▸ **Exercise brief**
Pull out every line of the entries below that contains the string "clicks". Matching is case-sensitive.

The data below:

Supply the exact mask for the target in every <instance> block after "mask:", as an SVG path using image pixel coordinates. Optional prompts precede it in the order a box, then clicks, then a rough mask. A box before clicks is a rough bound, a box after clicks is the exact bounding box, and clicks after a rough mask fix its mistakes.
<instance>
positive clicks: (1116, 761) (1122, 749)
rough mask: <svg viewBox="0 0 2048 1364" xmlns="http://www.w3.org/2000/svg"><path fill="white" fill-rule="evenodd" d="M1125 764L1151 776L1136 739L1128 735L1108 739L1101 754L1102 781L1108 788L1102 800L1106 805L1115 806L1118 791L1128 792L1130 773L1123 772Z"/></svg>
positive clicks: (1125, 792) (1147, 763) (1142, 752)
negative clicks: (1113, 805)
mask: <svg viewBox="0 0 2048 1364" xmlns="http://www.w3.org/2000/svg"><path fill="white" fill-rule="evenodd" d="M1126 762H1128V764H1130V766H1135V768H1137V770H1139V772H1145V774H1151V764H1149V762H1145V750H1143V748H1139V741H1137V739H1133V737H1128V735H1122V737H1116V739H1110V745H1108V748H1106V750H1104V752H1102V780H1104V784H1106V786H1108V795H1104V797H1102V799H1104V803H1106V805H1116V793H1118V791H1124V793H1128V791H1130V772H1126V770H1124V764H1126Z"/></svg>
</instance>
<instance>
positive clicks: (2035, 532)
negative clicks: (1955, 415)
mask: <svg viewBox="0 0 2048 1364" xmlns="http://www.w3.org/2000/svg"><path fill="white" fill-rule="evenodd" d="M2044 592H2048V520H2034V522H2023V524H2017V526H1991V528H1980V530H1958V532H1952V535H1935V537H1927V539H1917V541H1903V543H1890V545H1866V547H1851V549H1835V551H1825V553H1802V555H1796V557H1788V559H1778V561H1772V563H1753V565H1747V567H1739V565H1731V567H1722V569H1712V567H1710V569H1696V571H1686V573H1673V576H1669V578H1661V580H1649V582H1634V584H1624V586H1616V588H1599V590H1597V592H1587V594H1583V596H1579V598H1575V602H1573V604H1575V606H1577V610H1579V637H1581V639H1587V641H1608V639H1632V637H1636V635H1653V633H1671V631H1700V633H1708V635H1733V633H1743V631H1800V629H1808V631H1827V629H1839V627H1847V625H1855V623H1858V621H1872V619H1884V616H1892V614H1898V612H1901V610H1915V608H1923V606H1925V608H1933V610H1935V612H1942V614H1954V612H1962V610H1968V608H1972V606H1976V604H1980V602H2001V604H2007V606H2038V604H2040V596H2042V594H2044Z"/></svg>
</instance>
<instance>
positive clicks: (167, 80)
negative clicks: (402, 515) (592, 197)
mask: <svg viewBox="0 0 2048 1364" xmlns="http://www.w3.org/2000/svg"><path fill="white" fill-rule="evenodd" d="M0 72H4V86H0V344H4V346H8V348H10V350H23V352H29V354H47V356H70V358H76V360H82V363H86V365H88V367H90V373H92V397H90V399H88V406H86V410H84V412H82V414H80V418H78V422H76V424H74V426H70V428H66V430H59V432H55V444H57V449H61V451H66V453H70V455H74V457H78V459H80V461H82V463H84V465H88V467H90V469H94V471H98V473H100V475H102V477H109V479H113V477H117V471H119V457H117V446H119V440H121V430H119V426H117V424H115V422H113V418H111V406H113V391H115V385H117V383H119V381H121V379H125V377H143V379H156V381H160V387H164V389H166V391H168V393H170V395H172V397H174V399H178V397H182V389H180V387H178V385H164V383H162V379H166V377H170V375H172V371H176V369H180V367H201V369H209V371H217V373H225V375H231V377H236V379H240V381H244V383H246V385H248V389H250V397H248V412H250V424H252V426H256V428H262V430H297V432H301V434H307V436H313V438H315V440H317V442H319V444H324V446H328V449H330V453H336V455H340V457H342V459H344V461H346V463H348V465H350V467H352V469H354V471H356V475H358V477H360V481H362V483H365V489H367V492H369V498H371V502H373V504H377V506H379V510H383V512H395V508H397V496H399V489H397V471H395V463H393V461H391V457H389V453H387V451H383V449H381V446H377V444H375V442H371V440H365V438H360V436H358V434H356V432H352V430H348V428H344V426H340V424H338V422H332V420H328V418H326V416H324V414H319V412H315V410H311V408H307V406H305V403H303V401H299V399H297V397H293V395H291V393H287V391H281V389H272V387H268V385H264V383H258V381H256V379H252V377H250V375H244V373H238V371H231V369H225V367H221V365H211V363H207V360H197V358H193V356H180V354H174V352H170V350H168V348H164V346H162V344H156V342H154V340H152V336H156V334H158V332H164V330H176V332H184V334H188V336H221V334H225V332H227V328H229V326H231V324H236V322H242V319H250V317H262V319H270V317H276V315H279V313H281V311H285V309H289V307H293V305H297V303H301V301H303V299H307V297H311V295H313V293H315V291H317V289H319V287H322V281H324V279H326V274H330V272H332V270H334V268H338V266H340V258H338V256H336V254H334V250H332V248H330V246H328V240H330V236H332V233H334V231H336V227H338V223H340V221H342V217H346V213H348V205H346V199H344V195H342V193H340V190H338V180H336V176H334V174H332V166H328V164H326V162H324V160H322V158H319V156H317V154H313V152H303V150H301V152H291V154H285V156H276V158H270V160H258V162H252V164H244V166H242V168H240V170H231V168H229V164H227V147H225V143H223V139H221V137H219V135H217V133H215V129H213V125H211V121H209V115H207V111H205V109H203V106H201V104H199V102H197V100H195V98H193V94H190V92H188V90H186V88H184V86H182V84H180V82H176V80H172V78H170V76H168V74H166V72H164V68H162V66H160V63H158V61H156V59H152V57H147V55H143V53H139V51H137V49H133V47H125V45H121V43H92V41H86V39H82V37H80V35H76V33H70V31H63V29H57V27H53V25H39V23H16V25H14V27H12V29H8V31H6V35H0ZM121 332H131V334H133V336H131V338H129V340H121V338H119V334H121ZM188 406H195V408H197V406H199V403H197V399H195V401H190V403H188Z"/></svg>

End of The data.

▸ **Result for this exercise**
Supply the exact mask for the target in every <instance> block after "mask:", as an SVG path using image pixel coordinates. Optional prompts precede it in the order a box, then clicks, then a rough mask. A box before clicks is a rough bound, a box after clicks is the exact bounding box, and clicks after a rough mask fix its mistakes.
positive clicks: (1116, 761) (1122, 749)
positive clicks: (1125, 792) (1147, 763) (1142, 752)
negative clicks: (1113, 805)
positive clicks: (2035, 532)
negative clicks: (1955, 415)
positive clicks: (167, 80)
negative clicks: (402, 515) (592, 197)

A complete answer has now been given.